◆ Work required:
Locate and copy every line below that contains the word "microphone", matching case exactly.

◆ Entries:
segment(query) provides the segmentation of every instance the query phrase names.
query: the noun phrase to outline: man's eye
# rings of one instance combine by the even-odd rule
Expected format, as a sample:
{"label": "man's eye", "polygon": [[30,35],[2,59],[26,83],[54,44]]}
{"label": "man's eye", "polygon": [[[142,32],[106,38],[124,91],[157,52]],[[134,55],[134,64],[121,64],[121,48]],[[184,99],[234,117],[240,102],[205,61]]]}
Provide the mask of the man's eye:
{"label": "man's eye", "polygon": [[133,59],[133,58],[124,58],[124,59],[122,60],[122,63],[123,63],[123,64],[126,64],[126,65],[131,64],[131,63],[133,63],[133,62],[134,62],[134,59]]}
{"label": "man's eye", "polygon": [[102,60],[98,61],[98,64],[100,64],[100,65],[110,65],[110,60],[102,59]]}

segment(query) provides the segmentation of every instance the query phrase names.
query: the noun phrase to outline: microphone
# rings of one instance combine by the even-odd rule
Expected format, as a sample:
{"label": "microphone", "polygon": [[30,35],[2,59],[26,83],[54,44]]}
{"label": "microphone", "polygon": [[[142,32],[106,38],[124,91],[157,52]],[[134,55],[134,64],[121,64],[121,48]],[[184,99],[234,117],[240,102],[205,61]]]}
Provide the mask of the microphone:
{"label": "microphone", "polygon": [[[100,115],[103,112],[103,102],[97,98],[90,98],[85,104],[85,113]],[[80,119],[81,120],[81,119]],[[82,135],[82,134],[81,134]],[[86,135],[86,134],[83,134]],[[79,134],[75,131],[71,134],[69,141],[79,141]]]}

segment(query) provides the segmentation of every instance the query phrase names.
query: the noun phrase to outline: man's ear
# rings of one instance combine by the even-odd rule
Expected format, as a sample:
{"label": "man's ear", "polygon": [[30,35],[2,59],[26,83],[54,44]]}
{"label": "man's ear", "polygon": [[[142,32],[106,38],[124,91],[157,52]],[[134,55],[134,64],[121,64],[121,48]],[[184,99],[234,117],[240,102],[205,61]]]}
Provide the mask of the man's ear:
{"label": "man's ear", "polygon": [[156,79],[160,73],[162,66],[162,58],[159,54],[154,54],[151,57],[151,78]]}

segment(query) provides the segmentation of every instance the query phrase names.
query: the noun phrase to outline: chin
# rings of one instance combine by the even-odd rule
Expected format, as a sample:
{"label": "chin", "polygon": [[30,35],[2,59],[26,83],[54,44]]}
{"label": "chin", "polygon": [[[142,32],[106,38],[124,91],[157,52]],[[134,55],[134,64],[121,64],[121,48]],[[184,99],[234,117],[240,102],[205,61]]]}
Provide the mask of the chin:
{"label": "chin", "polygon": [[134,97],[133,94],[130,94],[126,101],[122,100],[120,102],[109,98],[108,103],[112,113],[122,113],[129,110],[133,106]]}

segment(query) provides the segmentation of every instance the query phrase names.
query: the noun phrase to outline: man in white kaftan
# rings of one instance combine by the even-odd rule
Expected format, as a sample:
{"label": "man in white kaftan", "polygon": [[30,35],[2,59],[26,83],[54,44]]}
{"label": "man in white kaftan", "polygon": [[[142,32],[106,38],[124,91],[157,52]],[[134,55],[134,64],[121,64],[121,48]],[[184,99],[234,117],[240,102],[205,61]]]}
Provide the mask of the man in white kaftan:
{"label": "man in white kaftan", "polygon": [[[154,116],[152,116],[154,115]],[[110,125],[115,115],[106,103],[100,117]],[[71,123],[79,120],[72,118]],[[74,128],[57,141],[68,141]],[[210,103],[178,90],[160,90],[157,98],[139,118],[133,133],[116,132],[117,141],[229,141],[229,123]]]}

◆ Answer to the problem:
query: the noun phrase to outline: microphone
{"label": "microphone", "polygon": [[30,35],[2,59],[26,83],[54,44]]}
{"label": "microphone", "polygon": [[[142,32],[106,38],[124,91],[157,52]],[[134,55],[134,64],[121,64],[121,48]],[[184,99],[234,117],[240,102],[205,61]]]}
Provide the mask of the microphone:
{"label": "microphone", "polygon": [[[100,115],[103,112],[103,102],[97,98],[90,98],[85,104],[85,113]],[[80,119],[81,120],[81,119]],[[82,135],[82,134],[81,134]],[[86,135],[86,134],[83,134]],[[79,134],[75,131],[71,134],[69,141],[79,141]]]}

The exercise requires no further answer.